**WHAT IS ASKED**
Repeat the source data below line for line, without changing anything.

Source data
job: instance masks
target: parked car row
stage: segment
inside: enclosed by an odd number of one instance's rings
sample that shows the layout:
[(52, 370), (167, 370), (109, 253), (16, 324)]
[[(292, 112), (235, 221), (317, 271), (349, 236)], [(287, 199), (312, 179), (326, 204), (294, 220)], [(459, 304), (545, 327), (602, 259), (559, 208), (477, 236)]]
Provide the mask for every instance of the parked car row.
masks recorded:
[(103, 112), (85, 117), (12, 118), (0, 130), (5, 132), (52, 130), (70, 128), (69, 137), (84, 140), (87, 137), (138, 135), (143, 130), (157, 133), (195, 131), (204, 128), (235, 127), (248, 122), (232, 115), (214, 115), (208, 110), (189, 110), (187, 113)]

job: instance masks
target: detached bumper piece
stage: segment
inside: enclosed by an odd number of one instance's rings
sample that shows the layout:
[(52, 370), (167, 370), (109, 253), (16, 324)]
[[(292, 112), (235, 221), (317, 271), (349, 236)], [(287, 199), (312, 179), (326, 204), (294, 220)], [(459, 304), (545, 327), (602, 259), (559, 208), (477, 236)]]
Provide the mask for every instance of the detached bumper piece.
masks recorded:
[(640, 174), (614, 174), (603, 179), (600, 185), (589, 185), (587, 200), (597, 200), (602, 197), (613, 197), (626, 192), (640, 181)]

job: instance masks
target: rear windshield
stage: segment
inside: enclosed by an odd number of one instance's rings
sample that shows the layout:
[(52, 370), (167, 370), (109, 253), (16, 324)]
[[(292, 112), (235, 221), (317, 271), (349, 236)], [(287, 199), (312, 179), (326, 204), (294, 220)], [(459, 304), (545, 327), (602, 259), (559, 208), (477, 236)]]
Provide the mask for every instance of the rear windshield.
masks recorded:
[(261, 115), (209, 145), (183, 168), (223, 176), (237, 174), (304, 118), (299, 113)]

**RESPONSE**
job: instance masks
target: parked car row
stage: segment
inside: enclosed by an odd number of one instance's rings
sample that shows the layout:
[(52, 370), (167, 370), (109, 253), (16, 324)]
[[(292, 112), (235, 221), (317, 271), (349, 236)], [(287, 199), (312, 179), (326, 204), (294, 220)], [(459, 304), (545, 327), (602, 259), (559, 208), (477, 236)]]
Provide the mask for every instance of the parked car row.
masks recorded:
[(103, 112), (85, 117), (12, 118), (0, 130), (5, 132), (52, 130), (70, 128), (69, 137), (84, 140), (87, 137), (138, 135), (143, 130), (157, 133), (195, 131), (204, 128), (235, 127), (248, 122), (232, 115), (214, 115), (208, 110), (189, 110), (187, 113)]

job: instance masks
target: detached bumper piece
stage: segment
inside: enclosed by an odd number of one instance's rings
sample that shows the layout:
[(52, 370), (167, 370), (109, 253), (16, 324)]
[[(292, 112), (235, 221), (317, 271), (349, 236)], [(287, 199), (312, 179), (326, 204), (294, 220)], [(459, 304), (545, 327), (602, 259), (559, 208), (477, 236)]]
Provide the mask for every instance of the detached bumper piece.
masks recorded:
[(640, 174), (614, 174), (603, 179), (600, 185), (589, 185), (587, 200), (597, 200), (602, 197), (613, 197), (626, 192), (640, 181)]

job: instance masks
target: rear windshield
stage: segment
inside: enclosed by an odd number of one instance's rings
sample that shows the layout:
[(52, 370), (167, 370), (109, 253), (16, 324)]
[[(292, 112), (235, 221), (317, 271), (349, 236)], [(287, 199), (312, 179), (326, 204), (294, 220)], [(459, 304), (545, 327), (602, 259), (559, 208), (477, 236)]]
Provide the mask for every instance of the rear windshield.
masks recorded:
[(261, 115), (209, 145), (183, 168), (223, 176), (237, 174), (304, 118), (299, 113)]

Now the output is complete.